Rich explained on the show how her forecasting hobby had blossomed, and her story inspired 20,000 volunteers to sign up for the fourth year of the project. But many balked upon finding how burdensome it was to assemble the knowledge necessary for accurate predictions, and the assemblage of forecasters narrowed to 5,000 or so by the end of the final year.
Each year, the project analyzed the performance of each forecaster and assigned them scores, recognizing the top 2% as Superforecasters and directing them to work in teams during the remaining years of the program.
“That was our best, strongest intervention,” Mellers says of choosing the Superforecasters and forming the teams. “That was like putting these people on steroids. They were really hard workers, but they worked super-hard when they were together to help each other and do well and compete. It brought together all the things they like to do.”
Ten to 15 people participated on each team, and they collaborated via internet chat rooms. “They corrected each other’s mistakes, shared articles with each other, motivated each other,” Mellers notes. “They debated the logic of certain rationales, and they just went to town. It was just remarkable.”
The Superforecasters came from all walks of life—one worked as a plumber and another as a professor of mathematics. Many programmed computers or were employed in other tech-related fields. Whatever their occupations, they all possessed analytical minds (see “The Mind of a Superforecaster,” right).
Although the IARPA project that gave birth to Superforecasting has ended, the work of the Superforecasters is continuing. Some have formed relationships with Good Judgment Inc., a company spun off from the project to serve clients in the public and government sectors (see “Getting Predictions Right,” below).
Meanwhile, Tetlock and Mellers and some of the Superforecasters have formed the Good Judgment Project 2.0 to compete in another IARPA tournament, one that’s exploring counterfactual forecasting. They consider what would have happened if history were changed—if Hitler had been born a girl, for example.
“The goal is to help people think about how we can learn from history,” Mellers says. “We do it by intuition and make counterfactual forecasts.” They test the accuracy of counterfactual forecasts by comparing them with simulated games.
Both of the tournaments serve a higher purpose, according to Mellers. “You find out very quickly what works and what doesn’t work,” she says of the competitions. “It’s a fantastic way to speed up science.”
Getting Predictions Right
The U.S. intelligence community failed to foresee the 9-11 attacks and erroneously predicted that Iraq possessed weapons of mass destruction. The time had come to find better ways of using the wisdom of the crowd for forecasting.
That’s when intel officials hit upon the idea of staging a tournament to challenge academic minds to develop better ways to foretell the future. One of the competing teams—a University of Pennsylvania group called the Good Judgment Project—rose to the challenge and may have changed history.
Under the leadership of Profs. Barbara Mellers and Phil Tetlock the Penn group discovered and then pursued Superforecasting.
The Super 2%
Meet some of the Superforecasters who emerged from the Good Judgment Project.

● DATA ROWS:
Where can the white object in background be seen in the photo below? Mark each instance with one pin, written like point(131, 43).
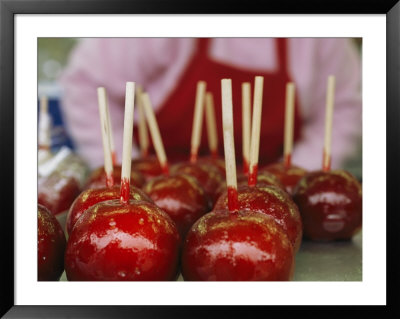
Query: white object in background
point(51, 165)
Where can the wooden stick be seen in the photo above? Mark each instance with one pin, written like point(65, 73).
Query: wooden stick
point(155, 132)
point(255, 130)
point(211, 125)
point(108, 166)
point(229, 145)
point(330, 99)
point(44, 134)
point(197, 120)
point(246, 115)
point(143, 136)
point(127, 142)
point(289, 122)
point(109, 131)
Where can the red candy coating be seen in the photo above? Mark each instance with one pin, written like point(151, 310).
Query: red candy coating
point(98, 177)
point(181, 197)
point(148, 166)
point(289, 177)
point(51, 246)
point(114, 242)
point(90, 197)
point(330, 205)
point(241, 246)
point(57, 192)
point(209, 177)
point(272, 201)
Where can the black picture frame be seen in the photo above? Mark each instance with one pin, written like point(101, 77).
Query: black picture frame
point(8, 10)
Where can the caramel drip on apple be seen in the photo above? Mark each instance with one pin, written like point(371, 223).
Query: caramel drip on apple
point(127, 142)
point(229, 144)
point(255, 130)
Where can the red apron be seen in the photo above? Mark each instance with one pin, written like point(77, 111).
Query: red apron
point(176, 114)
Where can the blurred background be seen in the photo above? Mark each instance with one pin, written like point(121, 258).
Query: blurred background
point(53, 55)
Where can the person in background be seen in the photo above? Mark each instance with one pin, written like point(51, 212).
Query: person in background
point(169, 68)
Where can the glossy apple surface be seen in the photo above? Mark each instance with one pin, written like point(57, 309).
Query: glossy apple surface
point(148, 166)
point(263, 179)
point(98, 178)
point(90, 197)
point(272, 201)
point(181, 197)
point(51, 246)
point(330, 205)
point(136, 241)
point(241, 246)
point(209, 177)
point(57, 192)
point(289, 177)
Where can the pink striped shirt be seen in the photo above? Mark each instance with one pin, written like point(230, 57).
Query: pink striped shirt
point(157, 64)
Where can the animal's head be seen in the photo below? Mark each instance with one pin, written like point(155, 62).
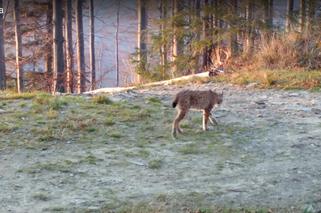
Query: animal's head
point(218, 97)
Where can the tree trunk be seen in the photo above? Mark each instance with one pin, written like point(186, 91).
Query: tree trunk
point(49, 52)
point(268, 19)
point(196, 54)
point(234, 44)
point(249, 38)
point(80, 48)
point(2, 54)
point(311, 14)
point(205, 35)
point(58, 52)
point(268, 13)
point(19, 68)
point(141, 35)
point(92, 44)
point(289, 16)
point(117, 43)
point(175, 41)
point(69, 51)
point(302, 15)
point(163, 49)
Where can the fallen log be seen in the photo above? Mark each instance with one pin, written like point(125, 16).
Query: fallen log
point(158, 83)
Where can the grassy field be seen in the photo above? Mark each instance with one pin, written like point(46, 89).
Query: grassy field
point(115, 153)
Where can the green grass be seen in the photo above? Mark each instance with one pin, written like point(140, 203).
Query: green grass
point(155, 164)
point(100, 99)
point(41, 196)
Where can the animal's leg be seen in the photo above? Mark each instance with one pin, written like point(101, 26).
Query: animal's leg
point(206, 115)
point(180, 115)
point(212, 120)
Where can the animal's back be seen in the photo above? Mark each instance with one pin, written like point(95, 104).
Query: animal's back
point(192, 99)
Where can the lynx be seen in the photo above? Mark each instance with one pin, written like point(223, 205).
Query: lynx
point(204, 100)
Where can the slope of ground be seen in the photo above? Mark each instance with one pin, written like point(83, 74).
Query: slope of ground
point(88, 154)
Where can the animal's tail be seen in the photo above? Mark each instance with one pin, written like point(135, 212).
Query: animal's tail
point(175, 102)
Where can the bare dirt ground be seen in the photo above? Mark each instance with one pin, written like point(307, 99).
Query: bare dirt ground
point(267, 156)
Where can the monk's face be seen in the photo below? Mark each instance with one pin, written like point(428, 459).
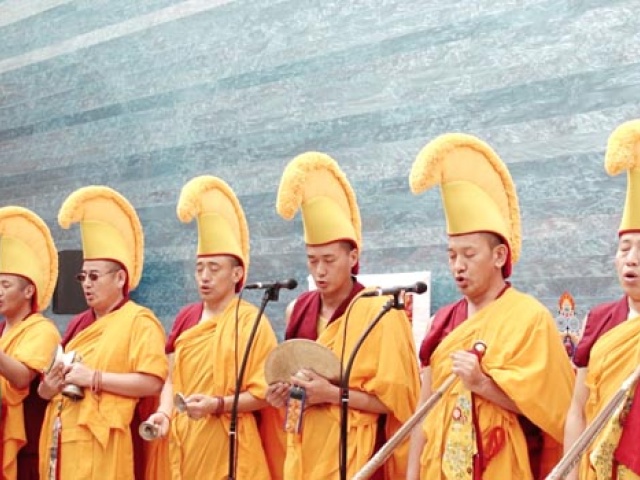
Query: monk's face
point(628, 264)
point(102, 284)
point(15, 295)
point(217, 276)
point(476, 262)
point(330, 265)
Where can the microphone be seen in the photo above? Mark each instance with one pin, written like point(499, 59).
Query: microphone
point(289, 284)
point(418, 287)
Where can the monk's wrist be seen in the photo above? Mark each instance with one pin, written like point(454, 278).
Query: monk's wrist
point(334, 395)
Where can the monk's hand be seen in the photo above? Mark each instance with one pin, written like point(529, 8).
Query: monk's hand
point(317, 388)
point(199, 405)
point(467, 367)
point(52, 382)
point(160, 420)
point(78, 374)
point(277, 394)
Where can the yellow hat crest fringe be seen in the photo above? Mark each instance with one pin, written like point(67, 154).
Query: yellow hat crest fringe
point(295, 187)
point(109, 210)
point(623, 153)
point(429, 170)
point(195, 201)
point(39, 262)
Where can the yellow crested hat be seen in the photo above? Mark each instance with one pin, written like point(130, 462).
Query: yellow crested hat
point(109, 226)
point(314, 183)
point(27, 250)
point(623, 153)
point(222, 226)
point(478, 194)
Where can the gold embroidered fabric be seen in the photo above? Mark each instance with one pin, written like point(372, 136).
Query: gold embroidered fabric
point(460, 445)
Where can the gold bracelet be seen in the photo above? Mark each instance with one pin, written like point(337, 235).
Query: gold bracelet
point(165, 414)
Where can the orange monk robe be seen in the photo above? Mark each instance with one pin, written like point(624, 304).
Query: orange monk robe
point(386, 367)
point(31, 342)
point(205, 362)
point(613, 357)
point(95, 439)
point(527, 360)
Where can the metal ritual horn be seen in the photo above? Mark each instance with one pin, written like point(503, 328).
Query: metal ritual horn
point(479, 348)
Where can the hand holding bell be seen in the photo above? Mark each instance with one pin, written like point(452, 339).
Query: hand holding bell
point(58, 372)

● EXERCISE 1:
Transcribe the Superforecasting text word for word from "Although the IARPA" to "with simulated games.".
● EXERCISE 2:
List every person the Superforecasting text names.
Base your work on the text alone.

● OUTPUT 1:
Although the IARPA project that gave birth to Superforecasting has ended, the work of the Superforecasters is continuing. Some have formed relationships with Good Judgment Inc., a company spun off from the project to serve clients in the public and government sectors (see “Getting Predictions Right,” below).
Meanwhile, Tetlock and Mellers and some of the Superforecasters have formed the Good Judgment Project 2.0 to compete in another IARPA tournament, one that’s exploring counterfactual forecasting. They consider what would have happened if history were changed—if Hitler had been born a girl, for example.
“The goal is to help people think about how we can learn from history,” Mellers says. “We do it by intuition and make counterfactual forecasts.” They test the accuracy of counterfactual forecasts by comparing them with simulated games.

● OUTPUT 2:
Rich
Barbara Mellers
Phil Tetlock
Hitler